## About this exercise:
On every line of the listing, check for "green"; copy the lines that have it.
** Opening Data extract block **
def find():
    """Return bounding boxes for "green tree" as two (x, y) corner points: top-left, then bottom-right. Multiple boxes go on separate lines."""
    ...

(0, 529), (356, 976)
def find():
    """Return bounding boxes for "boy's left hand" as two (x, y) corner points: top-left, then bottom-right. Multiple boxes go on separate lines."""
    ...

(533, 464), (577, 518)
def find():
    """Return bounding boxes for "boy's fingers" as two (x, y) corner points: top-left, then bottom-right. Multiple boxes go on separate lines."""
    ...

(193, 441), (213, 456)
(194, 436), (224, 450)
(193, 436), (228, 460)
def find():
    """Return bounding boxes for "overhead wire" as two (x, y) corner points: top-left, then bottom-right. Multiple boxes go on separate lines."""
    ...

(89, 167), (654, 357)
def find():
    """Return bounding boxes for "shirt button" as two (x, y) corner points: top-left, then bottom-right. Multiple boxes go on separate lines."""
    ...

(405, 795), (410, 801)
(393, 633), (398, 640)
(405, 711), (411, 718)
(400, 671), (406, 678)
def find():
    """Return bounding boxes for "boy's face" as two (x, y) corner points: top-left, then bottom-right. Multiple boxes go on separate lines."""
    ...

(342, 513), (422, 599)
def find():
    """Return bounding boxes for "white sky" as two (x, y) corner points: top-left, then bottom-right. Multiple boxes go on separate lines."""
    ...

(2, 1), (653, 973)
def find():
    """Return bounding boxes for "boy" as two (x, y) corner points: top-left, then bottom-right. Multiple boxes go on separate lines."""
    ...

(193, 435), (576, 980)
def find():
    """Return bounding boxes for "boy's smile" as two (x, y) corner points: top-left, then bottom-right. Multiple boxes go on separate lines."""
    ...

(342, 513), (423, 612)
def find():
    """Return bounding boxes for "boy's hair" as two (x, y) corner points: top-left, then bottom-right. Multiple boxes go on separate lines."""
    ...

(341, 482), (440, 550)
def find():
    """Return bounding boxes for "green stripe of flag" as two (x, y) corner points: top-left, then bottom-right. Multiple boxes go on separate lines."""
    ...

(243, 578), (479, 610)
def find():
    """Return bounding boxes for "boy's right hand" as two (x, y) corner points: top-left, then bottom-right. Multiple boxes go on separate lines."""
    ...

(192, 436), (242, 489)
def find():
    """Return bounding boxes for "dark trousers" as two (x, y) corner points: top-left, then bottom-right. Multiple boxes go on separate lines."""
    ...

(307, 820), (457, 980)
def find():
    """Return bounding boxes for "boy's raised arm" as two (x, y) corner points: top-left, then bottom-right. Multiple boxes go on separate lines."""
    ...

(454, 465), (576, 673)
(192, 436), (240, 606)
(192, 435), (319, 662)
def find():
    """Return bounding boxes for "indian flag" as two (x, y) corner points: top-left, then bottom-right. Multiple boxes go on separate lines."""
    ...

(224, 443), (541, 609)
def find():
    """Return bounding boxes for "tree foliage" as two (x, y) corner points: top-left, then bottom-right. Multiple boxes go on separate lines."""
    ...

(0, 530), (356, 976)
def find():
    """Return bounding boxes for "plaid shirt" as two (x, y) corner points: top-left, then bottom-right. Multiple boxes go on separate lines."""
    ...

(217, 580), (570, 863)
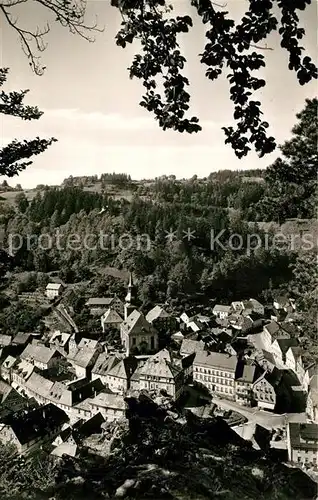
** Closing Data extract block **
## Output for this exercise:
    """Return bounding boxes for "green tree" as two (x, y) corner points: top-left, then bottom-right. Multiple boxes go on separate lines."""
    """Return bounding boxes for "green stripe of flag" as two (x, y) corner points: top-left, then bottom-right. Multiple boxes go on separate lines."""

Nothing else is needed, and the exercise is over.